My change initiative required the collaboration of a diverse stakeholder group– otherwise it would be impossible to accomplish. Building a plan or framework for quality services to be delivered to people with disabilities required that I hone in on Atlee’s idea of power with in that I could not build a tool without acknowledging and embracing the needs and ideas of the people who would be effected by this change initiative.
Below you will find my final coursework reflection from my time in the Collaboration class and a full list of objectives that the course offered.
Explore concepts of collaboration in human interaction.
Articulate contemporary understandings of power and privilege differentials in organizations and society.
Identify and engage stakeholders to achieve definable goals.
Create conditions for stakeholders to synthesize diverse perspectives in group settings.
Effectively manage interpersonal, organizational, and technology-mediated conflicts.
Learning Objective Mastered
#1- Explore concepts of collaboration in human interaction.
Artifact: Assignment #1
This assignment explores a real-time example of collaboration between a group of stakeholders who sit on a fundraising board which supports Mosaic in Arizona’s efforts to raise money, increase community engagement and mission awareness. Included in this exploration is a reflection on personal bias, recommendations for developing stronger relationships between the stakeholders and the application of the Wilder Inventory.

_Stated problem 1_. According to the collaboration coursework reflection, why did the writer have to focus on Atlee's idea of "power with" when building a plan for quality services for people with disabilities? Answer in one to three sentences.
_Stated problem 2_. List every course objective that the collaboration coursework reflection gives for the Collaboration class.
_Stated problem 3_. Write the next part of the collaboration coursework reflection, starting after its final sentence.
The lines play no part in any of these tasks.

_Data lines_.
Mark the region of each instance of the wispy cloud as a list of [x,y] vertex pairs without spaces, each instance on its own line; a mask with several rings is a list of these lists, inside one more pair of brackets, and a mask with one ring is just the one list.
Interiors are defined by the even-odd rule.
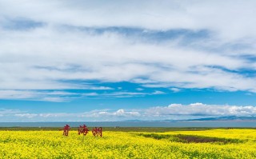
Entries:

_Response 1_. The writer could not build the tool without acknowledging and embracing the needs and ideas of the people the change initiative would touch. The initiative depended on a diverse stakeholder group working together, and without that collaboration it could not have been accomplished.

_Response 2_.
- Explore concepts of collaboration in human interaction.
- Articulate contemporary understandings of power and privilege differentials in organizations and society.
- Identify and engage stakeholders to achieve definable goals.
- Create conditions for stakeholders to synthesize diverse perspectives in group settings.
- Effectively manage interpersonal, organizational, and technology-mediated conflicts.

_Response 3_.
I believe the paper does show mastery of the learning objective. In the paper I argue, the creation of collaborative environments hinges on providing space for every member of the collaborative group to share their ideas in a safe space so they may develop a shared understanding of the purpose for the collaboration, identify self-concept and bias and work together to create a strong team dynamic.
The paper concludes: Collaboration is the nuanced practice of bringing together people or organizations in pursuit of a mutual goal and shared vision for change. When motivated and engaged individuals are invited to the table to explore challenges facing their communities, they successfully breakdown otherness and create innovative solutions to problems both big and small. Collaboration is a living thing and needs to be able to change and adjust as the project needs grow. The exploration and evaluation of effectiveness during collaborative process will drive success. Imagine if you never learned to reflect on your accomplishments and shift your focus when it was most necessary in life? Would you be where you are now? The same rules apply for collaboration. Without critical thinking and honest feedback stagnation can take hold leaving the members of the collaboration frustrated and goals unreached.
Human interaction can often be temperamental and understanding your own intrapersonal communication and how you interact in a team dynamic helps identify what kind of collaborative partner you are in shared work. And having a broader understanding of human interaction in relation to collaboration can help also identify how to best support a team while creating an environment where meaningful work can be accomplished in a measurable and effective way.
The paper included recommendations for increasing the effectiveness of the collaborative team—I could have improved the paper by including some additional solutions to create cohesiveness between the team members. We later learned concepts like the compassionate conversation framework and techniques for better negotiations which would have enhanced my strategies by creating more meaningful dialogue between the stakeholders.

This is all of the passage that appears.